Given request: Give every entry again, word for word and in full.

Dataset content:

--*--

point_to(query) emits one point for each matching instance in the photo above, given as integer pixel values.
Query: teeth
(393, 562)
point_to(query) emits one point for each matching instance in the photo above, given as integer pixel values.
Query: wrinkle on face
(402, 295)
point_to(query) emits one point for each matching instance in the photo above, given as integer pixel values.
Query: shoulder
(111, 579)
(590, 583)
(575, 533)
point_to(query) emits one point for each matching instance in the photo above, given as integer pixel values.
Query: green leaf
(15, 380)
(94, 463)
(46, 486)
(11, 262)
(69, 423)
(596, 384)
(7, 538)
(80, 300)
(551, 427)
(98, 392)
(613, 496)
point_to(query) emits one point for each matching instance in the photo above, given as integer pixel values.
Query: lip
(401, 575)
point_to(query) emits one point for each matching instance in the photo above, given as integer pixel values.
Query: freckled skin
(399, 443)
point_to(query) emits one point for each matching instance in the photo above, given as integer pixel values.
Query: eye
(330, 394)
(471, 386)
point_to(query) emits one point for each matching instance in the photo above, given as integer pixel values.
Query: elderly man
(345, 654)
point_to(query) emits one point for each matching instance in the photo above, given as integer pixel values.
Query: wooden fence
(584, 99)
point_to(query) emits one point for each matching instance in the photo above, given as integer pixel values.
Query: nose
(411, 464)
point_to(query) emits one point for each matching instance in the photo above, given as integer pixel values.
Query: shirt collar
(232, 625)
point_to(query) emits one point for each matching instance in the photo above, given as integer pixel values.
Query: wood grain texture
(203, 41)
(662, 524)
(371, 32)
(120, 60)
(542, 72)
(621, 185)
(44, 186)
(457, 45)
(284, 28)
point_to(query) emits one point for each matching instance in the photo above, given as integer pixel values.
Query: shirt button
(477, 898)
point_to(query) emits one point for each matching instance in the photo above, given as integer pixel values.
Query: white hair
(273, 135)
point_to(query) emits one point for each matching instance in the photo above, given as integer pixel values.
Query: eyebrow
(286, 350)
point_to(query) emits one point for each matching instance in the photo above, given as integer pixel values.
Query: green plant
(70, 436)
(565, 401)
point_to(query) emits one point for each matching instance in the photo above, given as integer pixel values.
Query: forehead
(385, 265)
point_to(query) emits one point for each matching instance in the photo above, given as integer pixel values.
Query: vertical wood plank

--*--

Written answer:
point_to(query) emits one point for each matching instance in the photo above, given as integer pixel values.
Query: teeth
(393, 562)
point_to(query) emits one point for each matching instance in the photo above, given as integer pixel values.
Query: wrinkle on face
(402, 295)
point_to(query) emits one point for each matching instance in the photo above, given as integer pixel values.
Query: shoulder
(111, 579)
(590, 583)
(575, 533)
point_to(query) emits one point for each matching instance in the photo above, given as integer pixel values.
Query: green leaf
(15, 380)
(94, 463)
(46, 486)
(11, 262)
(69, 423)
(596, 384)
(7, 538)
(80, 300)
(551, 427)
(98, 392)
(613, 496)
point_to(query) emits one point for each matching instance in the photo above, given as integer pixel values.
Query: lip
(401, 575)
point_to(query) emits one point for each matching instance in the photo above, given as integer pixel values.
Query: freckled skin
(399, 443)
point_to(query) emits one point for each matching instance in the photo above, given as integer pixel values.
Query: eye
(330, 394)
(471, 386)
point_to(query) emits one point for each matching instance in the photo above, given as integer pixel values.
Query: elderly man
(345, 654)
point_to(query) emits one point for each matching instance in the photo above, given as integer pixel values.
Query: wooden fence
(584, 99)
point_to(query) emits one point for each matching instance in the photo above, given as integer pixel values.
Query: nose
(411, 464)
point_to(query) emits one point for each matching instance in the photo above, given as integer pixel values.
Query: shirt collar
(232, 625)
point_to(query) emits one point for each matching instance in the photo above, given as integer pixel values.
Query: wood grain texture
(203, 41)
(662, 524)
(371, 32)
(120, 60)
(542, 72)
(621, 185)
(44, 186)
(457, 45)
(284, 28)
point_to(query) emits one point for each matching instance in the photo above, given as integer pixel values.
Query: shirt button
(477, 898)
point_to(query) emits one point for each matching instance in the photo above, given as integer pixel values.
Query: white hair
(273, 135)
point_to(query) emits one point for each matching instance in the photo above, given as integer pixel values.
Query: eyebrow
(286, 350)
point_to(query) emits one point for each matching instance in the photo above, given as integer pixel values.
Query: green plant
(70, 436)
(565, 401)
point_to(query) emits one point for each matching instance in the photo above, given as integer pixel values.
Query: forehead
(385, 265)
point_to(query) emits one point for each matching instance in the photo above, given as integer pixel values.
Query: vertical wood plank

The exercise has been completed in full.